◆ **SHORT EXERCISE**
Copy the rows from the line containing "Could you point out the horizontal" through the line containing "Target: horizontal stabilizer", replacing "horizontal stabilizer" with "vertical stabilizer" and leaving everything else unchanged.

◆ **RECORDS PROVIDED**
__________________________________________________

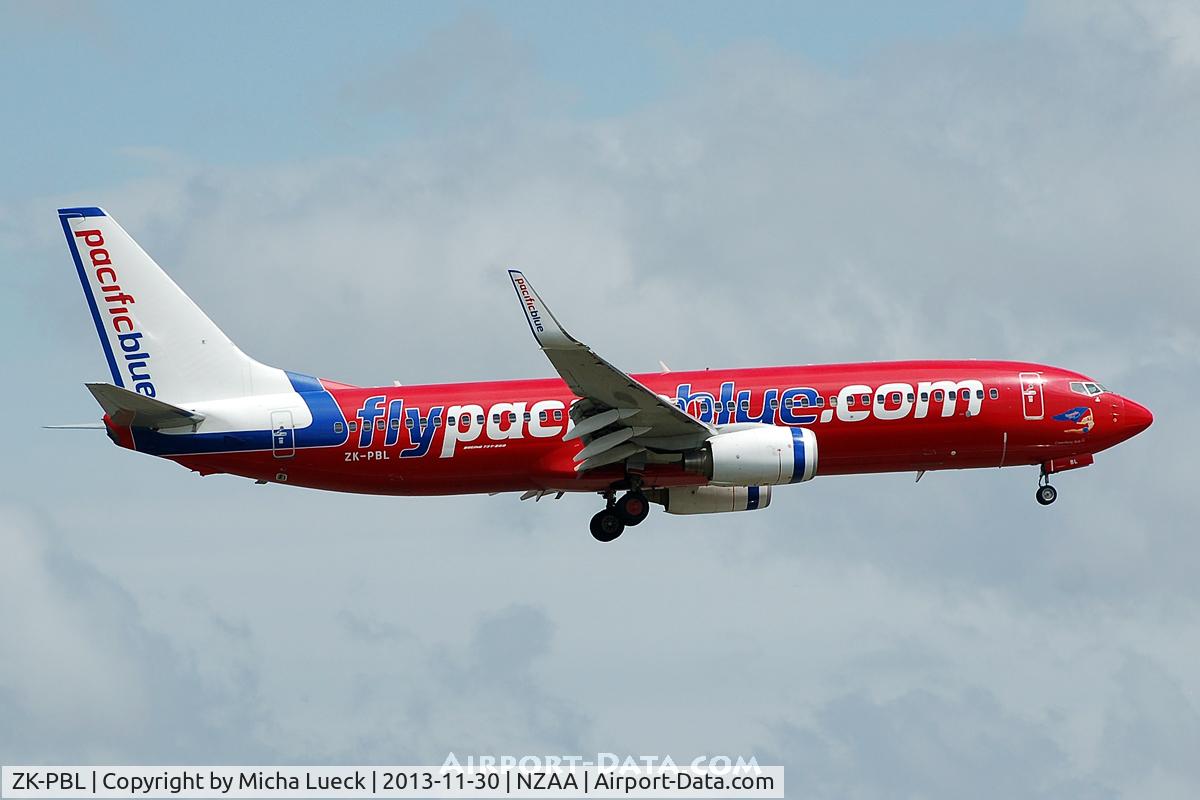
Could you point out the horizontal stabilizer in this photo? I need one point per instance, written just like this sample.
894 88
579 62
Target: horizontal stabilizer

__________________________________________________

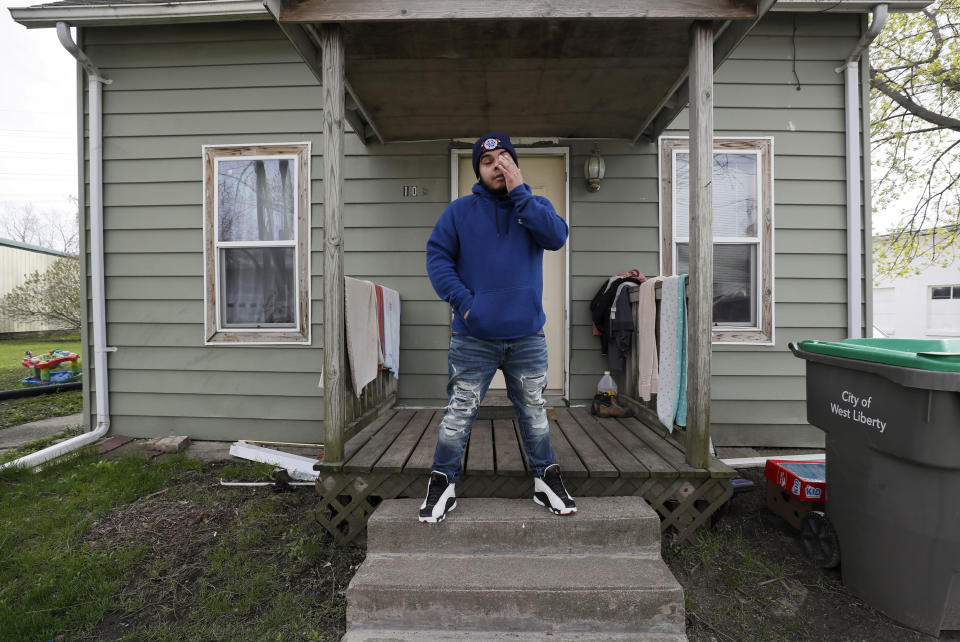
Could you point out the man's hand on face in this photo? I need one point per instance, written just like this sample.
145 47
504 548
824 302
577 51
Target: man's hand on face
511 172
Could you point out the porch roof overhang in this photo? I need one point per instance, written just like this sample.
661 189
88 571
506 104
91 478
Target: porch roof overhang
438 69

__________________________________________________

◆ **RESPONSE TO THE EXERCISE**
Could you point out the vertical stabilizer in this photo? I need one point per instance, written just like this sample.
894 88
579 62
Target: vertical stabilizer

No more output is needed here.